__ASSIGNMENT A__.
Answer the following from the page about the Deep Impact comet mission:
(i) How much does the copper-core impactor weigh?
(ii) On what date was Deep Impact launched, and from where?
(iii) Who is named as the mission's project manager?
__ASSIGNMENT B__. Reproduce the passage of the Deep Impact page between "Charge the operator" and "in the impactor.", inclusive.

─── DOCUMENT EXCERPT

Posted on 06/28/2005 4:43:23 PM PDT by neverdem
WASHINGTON, June 27 - A two-stage spacecraft called Deep Impact is about to make an ambitious attempt to dissect a comet by slamming into it and blowing some of its innards into space for all to see.
Launched from Florida on Jan. 12, NASA's Deep Impact is nearing the end of a finely calibrated 268-million-mile journey that puts comet Tempel 1 within its sights.
An 820-pound copper-core "impactor" is to smash into the comet's nucleus at 23,000 miles an hour in the early hours of July 4, an unprecedented event that will, if all goes well, be witnessed by its companion craft and numerous observatories in space and on Earth. Because of the distance and timing of the encounter, experts said that only Earth observers in the Pacific area using telescopes were likely to see the comet and any evidence of the impact.
Rick Grammier, the mission's project manager at the Jet Propulsion Laboratory in Pasadena, Calif., said the final part of the encounter 83 million miles away was so intricate and so fast that the twin ships would have to handle these maneuvers on their own without help from human controllers. "It's a bullet trying to hit a second bullet with a third bullet, in the right place at the right time," he said.
Scientists say the impact, which should occur at about 1:52 a.m. Eastern time, could excavate a crater as large as a sports stadium and send plumes of material from the comet's core far into space, allowing the first view of the pristine inner material that makes up these icy bodies.
Comets are believed to be remnants of the materials that formed the solar system some 4.5 billion years ago. Astronomers believe comets' interiors have undergone little change since then and contain the pristine ice...
(Excerpt) Read more at nytimes.com ...
~*PiNg*~
Hope they remembered to convert from centimeters to inches.
ping
I hope that the Poindexters at NASA pondered that factor...
Did we get permission from the Watermelons?
Are people actually serious when they ask this question?
"Spacecraft Is on a Collision Course With a Comet, Intentionally"
Charge the operator with reckless driving.
Think of a washing machine smashing into Manhattan. It will be fun to see, but the magnitude of difference between the two objects is too large for any kind fo dangerous impact.
Read this:
Cosmic Crash Wont Destroy Comet or Earth http://www.space.com/scienceastronomy/050628_deepimpact_effect.html
Cosmic Crash Wont Destroy Comet or Earth
http://www.freerepublic.com/focus/f-news/1432678/posts
They wanted to nuke the moon, and to upstage the commies in the space race, we had Project Red Socks.
Leaves me wondering if this is not just practice for a big one coming our way.
Comet Crasher ping!!!!!!!!!!
What's the point of this? Why are we spending Millions - if not, Billions - on this project? I see absolutely no scientific benefit from this project.
This has 'conception' written all over it. Hope no one left any DNA in the impactor.
It's fer the chillldrun?
I dunno - I guess someone somewhere feels compelled to waste more taxpayer dollars on foolish things.

──────
─── THE DATA

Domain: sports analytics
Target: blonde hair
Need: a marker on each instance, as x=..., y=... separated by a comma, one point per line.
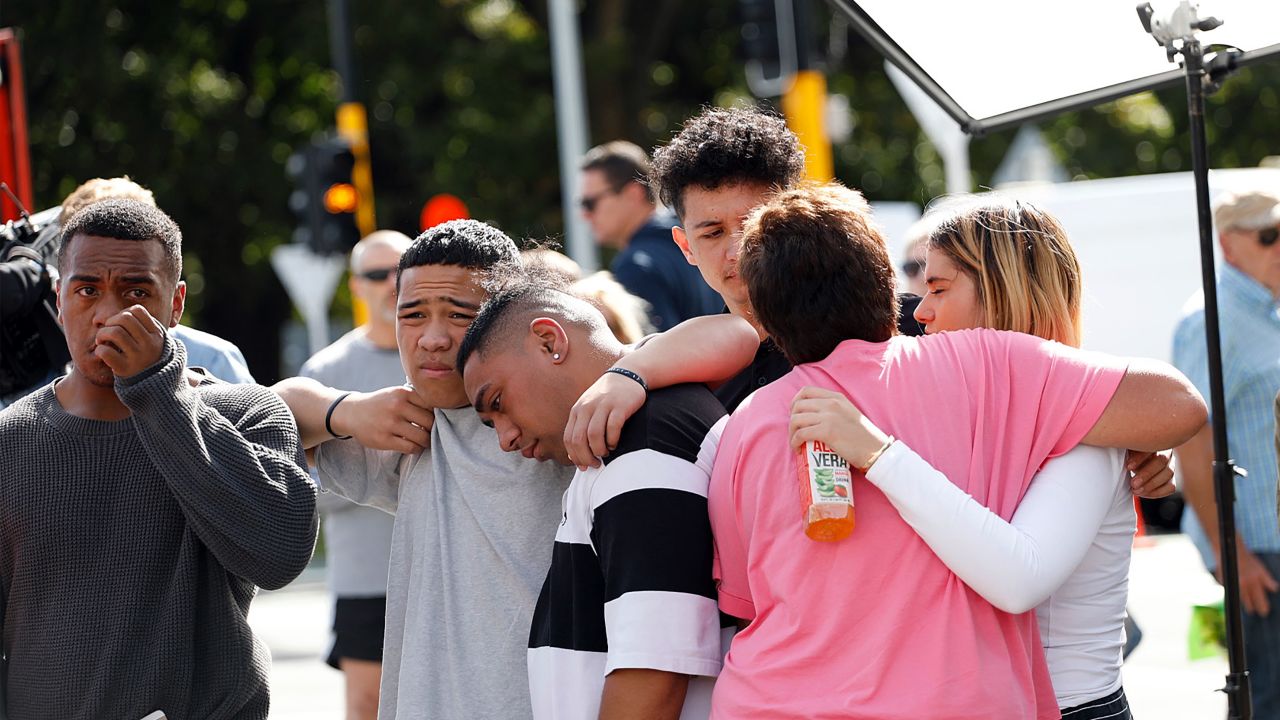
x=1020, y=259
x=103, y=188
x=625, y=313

──────
─── THE DATA

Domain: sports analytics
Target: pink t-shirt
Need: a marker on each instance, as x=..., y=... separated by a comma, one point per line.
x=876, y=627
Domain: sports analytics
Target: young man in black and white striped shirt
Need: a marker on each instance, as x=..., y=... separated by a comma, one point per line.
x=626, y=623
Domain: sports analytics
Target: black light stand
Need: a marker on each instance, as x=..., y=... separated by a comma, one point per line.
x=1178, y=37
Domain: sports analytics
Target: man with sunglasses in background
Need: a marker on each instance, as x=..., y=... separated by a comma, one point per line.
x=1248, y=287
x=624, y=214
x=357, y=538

──────
─── THE DATA

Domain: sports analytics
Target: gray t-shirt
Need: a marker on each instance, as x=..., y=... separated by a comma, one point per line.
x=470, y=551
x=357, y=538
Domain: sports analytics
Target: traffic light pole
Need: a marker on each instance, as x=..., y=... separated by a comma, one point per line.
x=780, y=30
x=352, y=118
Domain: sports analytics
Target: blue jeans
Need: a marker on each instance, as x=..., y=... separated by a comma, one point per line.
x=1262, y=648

──────

__ANSWER AREA A__.
(i) 820 pounds
(ii) Jan. 12, from Florida
(iii) Rick Grammier

__ANSWER AREA B__.
Charge the operator with reckless driving.
Think of a washing machine smashing into Manhattan. It will be fun to see, but the magnitude of difference between the two objects is too large for any kind fo dangerous impact.
Read this:
Cosmic Crash Wont Destroy Comet or Earth http://www.space.com/scienceastronomy/050628_deepimpact_effect.html
Cosmic Crash Wont Destroy Comet or Earth
http://www.freerepublic.com/focus/f-news/1432678/posts
They wanted to nuke the moon, and to upstage the commies in the space race, we had Project Red Socks.
Leaves me wondering if this is not just practice for a big one coming our way.
Comet Crasher ping!!!!!!!!!!
What's the point of this? Why are we spending Millions - if not, Billions - on this project? I see absolutely no scientific benefit from this project.
This has 'conception' written all over it. Hope no one left any DNA in the impactor.